--- Start of SUPPLIED MATERIAL ---
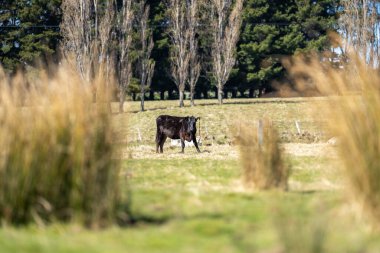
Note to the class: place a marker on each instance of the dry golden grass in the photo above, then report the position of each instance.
(261, 157)
(56, 156)
(354, 118)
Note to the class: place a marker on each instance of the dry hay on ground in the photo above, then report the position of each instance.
(222, 152)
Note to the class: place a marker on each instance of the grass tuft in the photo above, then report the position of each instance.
(261, 157)
(56, 157)
(354, 118)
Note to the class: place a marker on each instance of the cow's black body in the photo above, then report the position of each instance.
(183, 128)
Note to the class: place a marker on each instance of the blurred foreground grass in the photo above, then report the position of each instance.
(200, 206)
(197, 203)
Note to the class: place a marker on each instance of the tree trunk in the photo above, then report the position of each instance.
(220, 95)
(170, 94)
(142, 100)
(151, 95)
(181, 104)
(121, 100)
(192, 98)
(234, 93)
(251, 92)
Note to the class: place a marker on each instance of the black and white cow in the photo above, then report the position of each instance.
(183, 128)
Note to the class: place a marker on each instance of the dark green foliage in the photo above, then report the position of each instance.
(275, 29)
(28, 31)
(271, 30)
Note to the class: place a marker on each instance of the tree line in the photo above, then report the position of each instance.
(172, 47)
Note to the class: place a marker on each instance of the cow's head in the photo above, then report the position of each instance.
(192, 124)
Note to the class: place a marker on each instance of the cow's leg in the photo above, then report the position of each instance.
(196, 143)
(163, 139)
(158, 140)
(183, 145)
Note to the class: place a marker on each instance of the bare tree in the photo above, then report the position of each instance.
(78, 41)
(146, 65)
(125, 40)
(194, 65)
(359, 26)
(226, 25)
(179, 55)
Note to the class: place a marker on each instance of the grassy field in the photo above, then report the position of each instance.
(196, 202)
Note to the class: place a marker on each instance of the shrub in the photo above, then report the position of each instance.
(56, 158)
(263, 165)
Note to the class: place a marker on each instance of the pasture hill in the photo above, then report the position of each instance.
(198, 203)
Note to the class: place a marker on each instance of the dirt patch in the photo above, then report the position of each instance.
(314, 149)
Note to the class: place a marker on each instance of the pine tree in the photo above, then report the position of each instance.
(274, 29)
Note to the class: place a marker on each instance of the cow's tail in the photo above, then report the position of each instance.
(157, 129)
(200, 136)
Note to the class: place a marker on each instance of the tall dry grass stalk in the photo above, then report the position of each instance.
(56, 151)
(353, 117)
(261, 157)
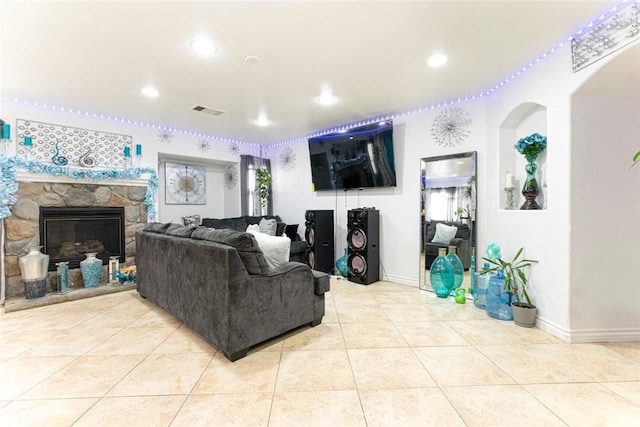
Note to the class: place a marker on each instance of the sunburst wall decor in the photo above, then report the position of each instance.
(230, 177)
(287, 159)
(450, 127)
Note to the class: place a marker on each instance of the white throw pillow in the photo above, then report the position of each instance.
(444, 233)
(276, 249)
(253, 227)
(268, 226)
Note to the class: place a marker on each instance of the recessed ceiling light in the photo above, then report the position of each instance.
(437, 60)
(150, 92)
(262, 120)
(203, 46)
(326, 98)
(252, 59)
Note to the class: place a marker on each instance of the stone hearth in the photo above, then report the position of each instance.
(22, 229)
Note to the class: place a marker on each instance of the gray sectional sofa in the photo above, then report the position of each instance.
(217, 282)
(298, 251)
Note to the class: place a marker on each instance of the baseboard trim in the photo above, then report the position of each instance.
(400, 280)
(588, 335)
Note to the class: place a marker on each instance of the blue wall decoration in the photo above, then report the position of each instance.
(9, 183)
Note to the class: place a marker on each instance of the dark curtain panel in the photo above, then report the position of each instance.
(249, 199)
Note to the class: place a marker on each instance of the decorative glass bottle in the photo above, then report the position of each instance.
(498, 299)
(34, 266)
(63, 277)
(341, 264)
(480, 291)
(441, 275)
(114, 269)
(472, 271)
(91, 268)
(458, 269)
(530, 190)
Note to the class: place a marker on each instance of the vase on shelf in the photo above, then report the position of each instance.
(441, 275)
(530, 190)
(341, 264)
(33, 267)
(63, 276)
(91, 268)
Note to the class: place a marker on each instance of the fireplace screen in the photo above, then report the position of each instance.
(67, 233)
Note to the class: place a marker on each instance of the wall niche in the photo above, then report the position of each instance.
(522, 121)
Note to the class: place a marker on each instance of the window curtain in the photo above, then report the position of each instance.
(444, 202)
(249, 197)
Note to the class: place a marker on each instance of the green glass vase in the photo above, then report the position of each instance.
(530, 190)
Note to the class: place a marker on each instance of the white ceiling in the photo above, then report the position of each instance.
(96, 56)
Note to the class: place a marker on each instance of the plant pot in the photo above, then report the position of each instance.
(524, 314)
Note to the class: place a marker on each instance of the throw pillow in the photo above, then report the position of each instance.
(444, 233)
(275, 248)
(291, 230)
(253, 227)
(268, 226)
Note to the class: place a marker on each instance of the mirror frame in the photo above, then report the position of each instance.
(423, 280)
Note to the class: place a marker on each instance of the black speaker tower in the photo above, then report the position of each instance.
(319, 236)
(363, 234)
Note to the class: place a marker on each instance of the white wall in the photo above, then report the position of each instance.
(399, 206)
(220, 201)
(605, 232)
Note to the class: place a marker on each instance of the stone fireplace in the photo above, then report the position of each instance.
(23, 227)
(67, 233)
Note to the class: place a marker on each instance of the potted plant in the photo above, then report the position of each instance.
(263, 181)
(515, 282)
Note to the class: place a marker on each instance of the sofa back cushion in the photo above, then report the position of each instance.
(157, 227)
(237, 223)
(464, 232)
(246, 245)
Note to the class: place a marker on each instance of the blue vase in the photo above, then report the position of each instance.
(91, 269)
(341, 264)
(498, 299)
(472, 270)
(458, 269)
(480, 288)
(441, 275)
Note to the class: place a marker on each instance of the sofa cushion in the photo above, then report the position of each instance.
(274, 248)
(184, 231)
(238, 223)
(268, 226)
(444, 233)
(246, 245)
(158, 227)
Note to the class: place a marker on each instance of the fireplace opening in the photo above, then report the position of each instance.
(67, 233)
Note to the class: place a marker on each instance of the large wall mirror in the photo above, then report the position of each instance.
(447, 197)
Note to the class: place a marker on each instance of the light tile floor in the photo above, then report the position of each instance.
(385, 355)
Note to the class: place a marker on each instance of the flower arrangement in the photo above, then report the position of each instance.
(531, 146)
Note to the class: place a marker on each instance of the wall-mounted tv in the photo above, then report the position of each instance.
(361, 157)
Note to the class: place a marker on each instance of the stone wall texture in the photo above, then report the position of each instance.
(22, 227)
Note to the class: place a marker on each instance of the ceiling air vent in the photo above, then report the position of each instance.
(208, 110)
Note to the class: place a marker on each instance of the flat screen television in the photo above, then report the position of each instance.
(361, 157)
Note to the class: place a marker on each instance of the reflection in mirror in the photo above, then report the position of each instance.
(447, 197)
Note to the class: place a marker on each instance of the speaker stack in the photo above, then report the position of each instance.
(319, 236)
(363, 235)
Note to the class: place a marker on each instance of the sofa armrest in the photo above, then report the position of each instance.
(284, 269)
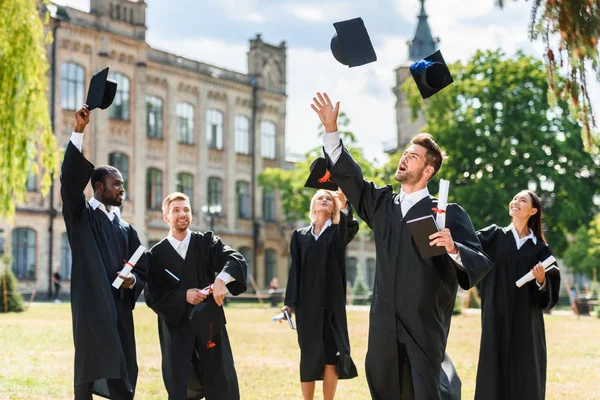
--- End of SUPPLIED MATERIAL ---
Begin at the line that has "of the flat" and stop after the last of the items above. Reproduce every line in that span, instruction lines included, offsetting each answer coordinate by adding 75 to both numbers, and omit the picture lines.

EXERCISE RESULT:
Note to the class: place a marker on each instance of the flat screen television in the photo above, then report the position of each instance.
(436, 232)
Note to the class: place a marker on each instance of the reflection in mirror in the photo above, then report the position of each instance.
(522, 272)
Note to the class: place a marker on each instance of the speaker stack in the photo above, then report the position of each instance.
(394, 311)
(438, 310)
Note to the class: place a marker on each instance of the sofa armrest in the photo above, then report the position of each instance.
(359, 344)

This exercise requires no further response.